→ Provided text:

Nuts are so healthy, packed with fiber, protein, vitamins and minerals, including folate, vitamin E, potassium and magnesium. A handful of nuts each day could be key in fighting a range of killer diseases, scientists claim.
They are rich in heart-healthy polyunsaturated fats and monounsaturated fats, which lower LDL or ‘bad’ cholesterol. Nuts are also a good source of phytosterols, compounds that help lower blood cholesterol.
Just a 1oz protein is enough to slash the risk of heart disease, cancer and even obesity. Even a small daily serving cuts the risk of coronary heart disease by 30 percent, cancer by 15 percent and premature death by 22 percent. It can also halve the risk of respiratory disease and reduces diabetes by nearly 40 percent.
The researchers analyzed 29 global studies involving 819,000 people, including 12,000 cases of coronary heart disease, 9,000 cases of stroke, 18,000 cases of cardiovascular disease and cancer and 85,000 deaths, to assess the link between nuts and improved health.
The research also suggested that nuts may help with appetite control, which can prevent weight gain or even help with weight lose. Study co-author Dagfinn Aune, of the School of Public Health at Imperial College, London, said, “Even though nuts are quite high in fat they are also high in fibre and protein and there is some evidence that suggests nuts might actually reduce your risk of obesity over time.”
Nuts are thought to possess such health-boosting properties that some experts think they should be widely prescribed.
The study included all kinds of tree nuts, such as hazelnuts, walnuts, peanuts etc.

→ Dataset extract:

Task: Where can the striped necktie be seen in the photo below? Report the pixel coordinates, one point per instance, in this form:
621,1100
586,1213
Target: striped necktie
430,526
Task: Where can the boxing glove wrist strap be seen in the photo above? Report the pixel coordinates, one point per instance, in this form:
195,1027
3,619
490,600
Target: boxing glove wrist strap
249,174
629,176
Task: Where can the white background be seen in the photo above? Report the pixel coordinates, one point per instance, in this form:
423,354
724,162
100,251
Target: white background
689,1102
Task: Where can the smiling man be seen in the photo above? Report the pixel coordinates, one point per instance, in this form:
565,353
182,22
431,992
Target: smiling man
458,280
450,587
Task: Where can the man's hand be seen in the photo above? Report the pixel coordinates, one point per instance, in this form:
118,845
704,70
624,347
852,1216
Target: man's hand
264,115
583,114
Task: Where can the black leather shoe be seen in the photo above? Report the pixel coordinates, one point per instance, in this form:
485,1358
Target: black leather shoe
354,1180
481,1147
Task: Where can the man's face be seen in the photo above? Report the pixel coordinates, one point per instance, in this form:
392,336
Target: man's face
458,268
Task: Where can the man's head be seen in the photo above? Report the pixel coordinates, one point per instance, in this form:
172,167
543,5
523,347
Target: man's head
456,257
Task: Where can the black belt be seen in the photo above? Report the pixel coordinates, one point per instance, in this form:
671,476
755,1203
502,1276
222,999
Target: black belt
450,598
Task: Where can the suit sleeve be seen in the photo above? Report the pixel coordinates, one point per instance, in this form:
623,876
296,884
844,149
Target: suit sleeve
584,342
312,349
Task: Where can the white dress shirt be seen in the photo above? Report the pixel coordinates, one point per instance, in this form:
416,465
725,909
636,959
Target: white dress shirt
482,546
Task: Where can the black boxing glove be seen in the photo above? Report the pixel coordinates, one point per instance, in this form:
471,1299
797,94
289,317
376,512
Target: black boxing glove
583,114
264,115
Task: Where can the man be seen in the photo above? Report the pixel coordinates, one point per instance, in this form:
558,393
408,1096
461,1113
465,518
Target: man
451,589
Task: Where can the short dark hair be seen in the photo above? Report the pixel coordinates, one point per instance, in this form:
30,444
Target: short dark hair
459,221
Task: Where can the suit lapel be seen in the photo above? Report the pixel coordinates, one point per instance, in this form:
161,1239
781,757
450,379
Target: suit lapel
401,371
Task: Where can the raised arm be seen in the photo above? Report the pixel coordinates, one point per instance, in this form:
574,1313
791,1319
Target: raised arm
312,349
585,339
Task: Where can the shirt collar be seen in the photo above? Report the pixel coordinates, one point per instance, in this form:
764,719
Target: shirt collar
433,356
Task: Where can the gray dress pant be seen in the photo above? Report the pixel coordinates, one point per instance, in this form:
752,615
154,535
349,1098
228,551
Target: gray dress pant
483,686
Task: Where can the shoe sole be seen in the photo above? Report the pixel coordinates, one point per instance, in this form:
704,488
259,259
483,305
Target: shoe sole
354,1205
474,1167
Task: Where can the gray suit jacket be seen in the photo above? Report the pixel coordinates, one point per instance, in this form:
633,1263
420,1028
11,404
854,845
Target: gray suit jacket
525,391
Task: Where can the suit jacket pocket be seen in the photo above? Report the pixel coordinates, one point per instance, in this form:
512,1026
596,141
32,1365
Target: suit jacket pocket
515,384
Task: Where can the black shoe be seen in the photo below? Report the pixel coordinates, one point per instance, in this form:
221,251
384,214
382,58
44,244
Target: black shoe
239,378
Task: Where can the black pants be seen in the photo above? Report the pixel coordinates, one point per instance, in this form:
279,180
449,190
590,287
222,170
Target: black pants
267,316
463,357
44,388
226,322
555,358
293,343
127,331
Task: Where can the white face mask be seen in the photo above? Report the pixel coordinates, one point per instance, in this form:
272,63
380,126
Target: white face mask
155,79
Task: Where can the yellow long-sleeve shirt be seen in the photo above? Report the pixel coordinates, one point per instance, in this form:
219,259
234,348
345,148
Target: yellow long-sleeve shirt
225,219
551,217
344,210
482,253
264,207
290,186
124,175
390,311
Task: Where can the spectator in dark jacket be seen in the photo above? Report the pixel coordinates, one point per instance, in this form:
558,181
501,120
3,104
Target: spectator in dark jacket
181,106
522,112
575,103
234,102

==

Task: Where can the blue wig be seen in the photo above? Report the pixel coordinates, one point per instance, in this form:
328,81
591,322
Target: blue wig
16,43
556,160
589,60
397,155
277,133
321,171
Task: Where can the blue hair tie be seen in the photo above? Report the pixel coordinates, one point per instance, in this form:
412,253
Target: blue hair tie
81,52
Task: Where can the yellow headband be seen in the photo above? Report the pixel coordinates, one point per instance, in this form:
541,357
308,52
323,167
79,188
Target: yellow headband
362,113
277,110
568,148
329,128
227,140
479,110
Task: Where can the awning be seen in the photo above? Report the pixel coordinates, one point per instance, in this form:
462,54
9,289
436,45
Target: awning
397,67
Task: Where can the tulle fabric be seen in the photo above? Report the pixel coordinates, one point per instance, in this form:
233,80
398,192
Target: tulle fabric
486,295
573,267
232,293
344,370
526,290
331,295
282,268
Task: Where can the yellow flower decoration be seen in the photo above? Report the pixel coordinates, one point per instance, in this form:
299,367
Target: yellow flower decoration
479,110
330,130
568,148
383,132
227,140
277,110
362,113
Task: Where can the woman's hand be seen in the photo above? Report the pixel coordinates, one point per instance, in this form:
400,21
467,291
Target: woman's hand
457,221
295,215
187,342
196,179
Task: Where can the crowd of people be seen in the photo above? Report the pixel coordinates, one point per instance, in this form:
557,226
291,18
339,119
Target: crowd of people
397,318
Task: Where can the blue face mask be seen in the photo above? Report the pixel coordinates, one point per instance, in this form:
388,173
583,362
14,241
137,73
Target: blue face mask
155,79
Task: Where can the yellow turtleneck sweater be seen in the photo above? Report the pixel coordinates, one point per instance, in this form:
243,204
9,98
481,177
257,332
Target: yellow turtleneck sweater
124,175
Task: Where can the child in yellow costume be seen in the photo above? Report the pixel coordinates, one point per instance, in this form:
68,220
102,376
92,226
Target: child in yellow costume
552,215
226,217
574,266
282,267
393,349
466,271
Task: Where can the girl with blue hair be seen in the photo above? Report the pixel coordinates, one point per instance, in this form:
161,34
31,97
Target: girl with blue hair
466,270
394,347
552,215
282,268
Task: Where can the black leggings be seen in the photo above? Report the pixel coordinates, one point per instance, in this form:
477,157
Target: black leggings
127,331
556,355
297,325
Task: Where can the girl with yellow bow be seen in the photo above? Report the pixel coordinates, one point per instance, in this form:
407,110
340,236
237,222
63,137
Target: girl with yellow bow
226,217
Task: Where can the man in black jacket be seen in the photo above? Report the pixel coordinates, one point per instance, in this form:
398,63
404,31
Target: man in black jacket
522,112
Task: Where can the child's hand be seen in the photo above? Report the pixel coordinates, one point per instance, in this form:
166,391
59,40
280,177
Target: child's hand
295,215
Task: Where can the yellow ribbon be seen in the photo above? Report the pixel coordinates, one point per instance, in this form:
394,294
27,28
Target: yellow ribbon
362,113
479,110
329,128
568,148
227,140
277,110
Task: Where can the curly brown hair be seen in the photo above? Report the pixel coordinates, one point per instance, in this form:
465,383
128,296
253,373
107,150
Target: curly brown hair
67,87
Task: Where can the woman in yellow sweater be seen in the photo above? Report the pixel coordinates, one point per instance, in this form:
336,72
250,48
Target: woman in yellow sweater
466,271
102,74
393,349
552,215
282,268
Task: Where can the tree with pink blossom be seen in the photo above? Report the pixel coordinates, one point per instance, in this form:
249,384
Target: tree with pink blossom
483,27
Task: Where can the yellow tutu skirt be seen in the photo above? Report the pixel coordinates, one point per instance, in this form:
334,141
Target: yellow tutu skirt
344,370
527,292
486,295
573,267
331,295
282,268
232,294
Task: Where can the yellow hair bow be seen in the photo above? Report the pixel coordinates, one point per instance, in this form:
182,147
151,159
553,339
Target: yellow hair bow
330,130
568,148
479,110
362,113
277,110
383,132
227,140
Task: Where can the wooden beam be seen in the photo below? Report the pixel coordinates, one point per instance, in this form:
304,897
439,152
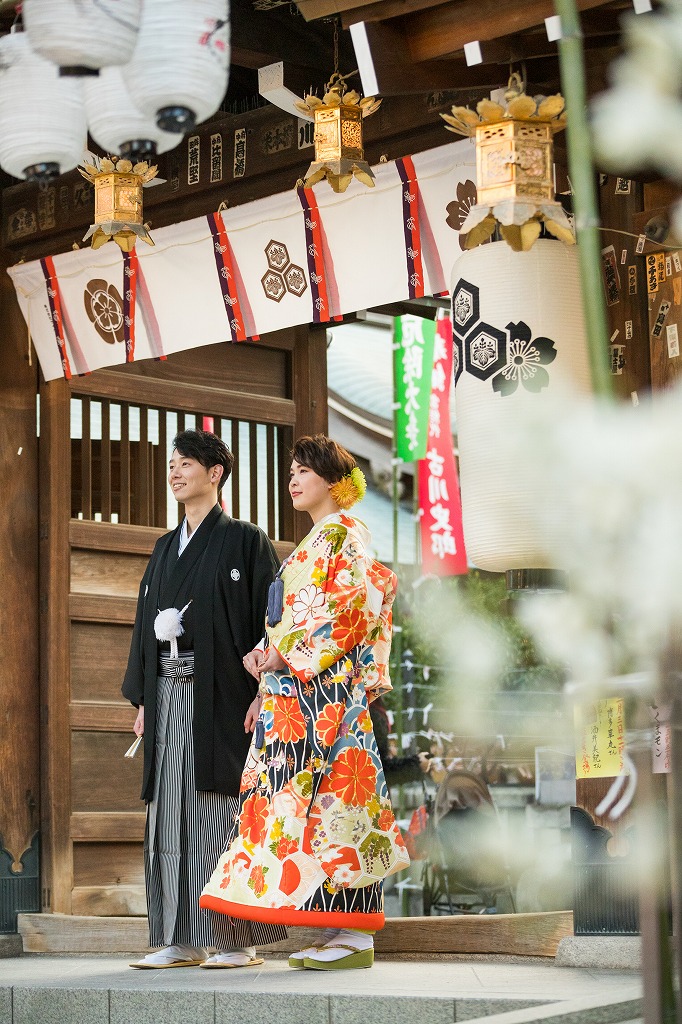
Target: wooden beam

...

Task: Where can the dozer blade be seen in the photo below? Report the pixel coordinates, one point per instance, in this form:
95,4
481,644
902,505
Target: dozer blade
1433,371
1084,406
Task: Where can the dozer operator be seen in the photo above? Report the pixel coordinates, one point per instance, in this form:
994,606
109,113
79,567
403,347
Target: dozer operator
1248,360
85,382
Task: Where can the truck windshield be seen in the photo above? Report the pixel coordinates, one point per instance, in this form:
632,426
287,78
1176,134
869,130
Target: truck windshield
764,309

→ Task A:
Reproduce the stretch of the nut health article from "Nuts are so" through "nearly 40 percent.", word for word.
→ Task B:
Carry on the article about the health benefits of nuts, starting right after its final sentence.
Nothing in the listing is needed for this work.

→ Answer area A:
Nuts are so healthy, packed with fiber, protein, vitamins and minerals, including folate, vitamin E, potassium and magnesium. A handful of nuts each day could be key in fighting a range of killer diseases, scientists claim.
They are rich in heart-healthy polyunsaturated fats and monounsaturated fats, which lower LDL or ‘bad’ cholesterol. Nuts are also a good source of phytosterols, compounds that help lower blood cholesterol.
Just a 1oz protein is enough to slash the risk of heart disease, cancer and even obesity. Even a small daily serving cuts the risk of coronary heart disease by 30 percent, cancer by 15 percent and premature death by 22 percent. It can also halve the risk of respiratory disease and reduces diabetes by nearly 40 percent.

→ Answer area B:
Mr. Aune said: “We found a consistent reduction in risk across many different diseases, which is a strong indication there is a real underlying relationship between nut consumption and different health outcomes. It’s quite a substantial effect for such a small amount of food.”
Nuts are considered a superfood because they posses anti-inflammatory qualities and are also high in protein and fibre.
In research published in the journal BMC Medicine today experts from Imperial and the Norwegian University of Science and Technology found eating them was associated with a reduction in disease risk.
Walnuts are winner among nuts, because unlike their siblings, they have a significant amount of essential omega-3 fatty acids, which are important for skin health. They also contain the most antioxidants compared with other nuts.
Mr Aune said, “Some nuts, particularly walnuts and pecan nuts are also high in antioxidants which can fight oxidative stress and possibly reduce cancer risk.”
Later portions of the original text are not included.